▶ **Task instructions**
Filter the entries for lines with the word "below".

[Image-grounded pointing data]
============

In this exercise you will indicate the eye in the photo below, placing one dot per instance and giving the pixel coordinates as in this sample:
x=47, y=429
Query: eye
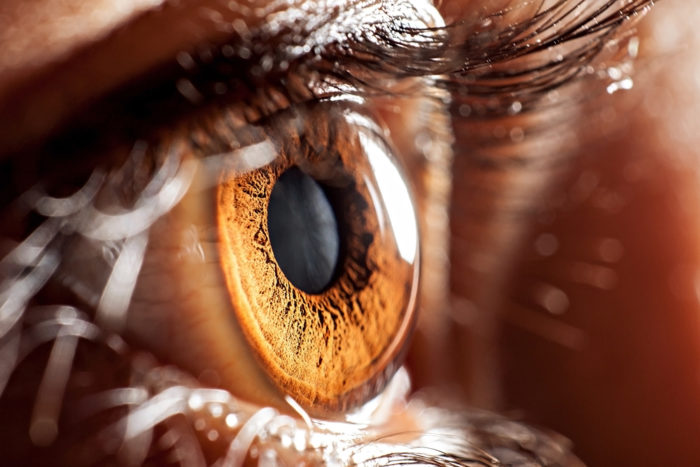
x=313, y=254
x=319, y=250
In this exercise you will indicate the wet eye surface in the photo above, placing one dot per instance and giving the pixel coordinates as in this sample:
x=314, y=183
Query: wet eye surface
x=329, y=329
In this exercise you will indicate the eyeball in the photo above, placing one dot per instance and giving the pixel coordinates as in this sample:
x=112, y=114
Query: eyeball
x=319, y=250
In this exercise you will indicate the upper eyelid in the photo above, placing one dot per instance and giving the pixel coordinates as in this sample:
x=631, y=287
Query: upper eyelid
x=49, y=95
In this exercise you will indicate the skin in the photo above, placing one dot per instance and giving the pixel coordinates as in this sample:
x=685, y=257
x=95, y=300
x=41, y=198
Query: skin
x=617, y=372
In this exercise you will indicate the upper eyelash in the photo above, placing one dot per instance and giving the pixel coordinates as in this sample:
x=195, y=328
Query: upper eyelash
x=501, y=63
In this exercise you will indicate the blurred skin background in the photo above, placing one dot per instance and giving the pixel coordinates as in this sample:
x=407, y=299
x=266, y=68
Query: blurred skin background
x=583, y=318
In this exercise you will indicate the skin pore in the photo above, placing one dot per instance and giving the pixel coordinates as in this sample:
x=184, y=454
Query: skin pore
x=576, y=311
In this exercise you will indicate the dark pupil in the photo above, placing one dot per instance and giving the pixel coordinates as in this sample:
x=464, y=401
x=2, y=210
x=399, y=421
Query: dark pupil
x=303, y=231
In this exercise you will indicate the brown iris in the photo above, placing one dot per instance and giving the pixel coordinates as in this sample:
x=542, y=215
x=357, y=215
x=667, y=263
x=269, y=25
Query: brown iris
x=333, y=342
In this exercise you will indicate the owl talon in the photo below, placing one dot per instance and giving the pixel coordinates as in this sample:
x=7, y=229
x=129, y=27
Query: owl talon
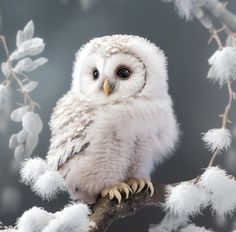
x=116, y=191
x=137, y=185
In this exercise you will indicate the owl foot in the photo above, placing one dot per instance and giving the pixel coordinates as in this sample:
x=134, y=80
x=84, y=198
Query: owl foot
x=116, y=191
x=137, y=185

============

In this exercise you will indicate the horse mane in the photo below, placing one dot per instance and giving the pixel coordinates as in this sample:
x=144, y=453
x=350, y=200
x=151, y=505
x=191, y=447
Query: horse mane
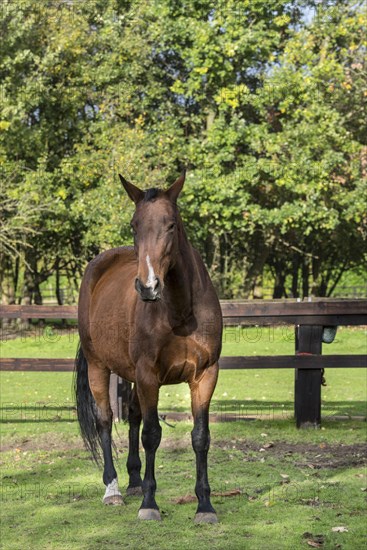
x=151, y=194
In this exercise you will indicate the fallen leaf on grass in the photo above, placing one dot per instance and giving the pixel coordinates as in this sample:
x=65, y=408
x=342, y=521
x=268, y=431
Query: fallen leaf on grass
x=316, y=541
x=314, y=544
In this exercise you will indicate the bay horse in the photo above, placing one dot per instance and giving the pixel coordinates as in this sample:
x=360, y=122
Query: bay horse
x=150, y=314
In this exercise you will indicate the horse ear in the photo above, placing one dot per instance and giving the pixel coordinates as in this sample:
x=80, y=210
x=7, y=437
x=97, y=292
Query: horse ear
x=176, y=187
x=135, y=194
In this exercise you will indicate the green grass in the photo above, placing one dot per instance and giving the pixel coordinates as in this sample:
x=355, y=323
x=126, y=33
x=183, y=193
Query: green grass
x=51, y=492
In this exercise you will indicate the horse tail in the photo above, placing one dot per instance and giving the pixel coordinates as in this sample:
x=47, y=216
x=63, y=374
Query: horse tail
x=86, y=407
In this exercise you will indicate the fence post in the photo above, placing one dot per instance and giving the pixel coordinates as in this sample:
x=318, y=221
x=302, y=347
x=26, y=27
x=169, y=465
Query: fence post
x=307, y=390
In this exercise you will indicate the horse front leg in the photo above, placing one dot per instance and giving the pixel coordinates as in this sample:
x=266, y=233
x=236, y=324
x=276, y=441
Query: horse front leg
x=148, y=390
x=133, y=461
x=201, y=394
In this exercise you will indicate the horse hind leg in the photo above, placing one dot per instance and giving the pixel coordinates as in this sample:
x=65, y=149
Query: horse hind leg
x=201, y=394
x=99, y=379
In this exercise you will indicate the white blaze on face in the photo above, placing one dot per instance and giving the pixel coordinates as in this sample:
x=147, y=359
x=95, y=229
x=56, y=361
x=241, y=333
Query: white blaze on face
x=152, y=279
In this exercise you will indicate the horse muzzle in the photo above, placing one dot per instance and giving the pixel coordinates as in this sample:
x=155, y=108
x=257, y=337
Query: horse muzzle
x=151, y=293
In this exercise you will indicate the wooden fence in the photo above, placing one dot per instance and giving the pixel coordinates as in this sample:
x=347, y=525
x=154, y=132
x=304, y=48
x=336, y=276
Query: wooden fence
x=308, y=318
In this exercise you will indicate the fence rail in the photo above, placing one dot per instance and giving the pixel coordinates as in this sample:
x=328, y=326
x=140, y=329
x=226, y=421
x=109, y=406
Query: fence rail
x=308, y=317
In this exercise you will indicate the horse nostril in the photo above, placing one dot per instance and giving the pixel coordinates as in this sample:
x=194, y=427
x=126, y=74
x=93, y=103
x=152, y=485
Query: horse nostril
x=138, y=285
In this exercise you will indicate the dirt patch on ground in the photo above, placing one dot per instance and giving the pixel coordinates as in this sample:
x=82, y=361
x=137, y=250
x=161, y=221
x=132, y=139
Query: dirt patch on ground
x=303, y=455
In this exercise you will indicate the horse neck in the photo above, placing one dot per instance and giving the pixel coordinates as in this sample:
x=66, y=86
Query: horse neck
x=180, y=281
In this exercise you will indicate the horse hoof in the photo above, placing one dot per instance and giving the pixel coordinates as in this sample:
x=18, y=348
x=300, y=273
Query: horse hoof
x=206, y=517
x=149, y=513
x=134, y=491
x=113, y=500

============

▶ **Task result**
In this exercise you will indicate the eye in the photo below, placing one dot per instance and giving the pixel coordinates as in this sample:
In this exercise you will indicate the owl talon in the photo below, placing one dot per instance and giving the pixel coordinates as in this sample:
In this exercise you will indicate the horse mane in the photo below, placing one dot per instance and giving the pixel coordinates as in this sample:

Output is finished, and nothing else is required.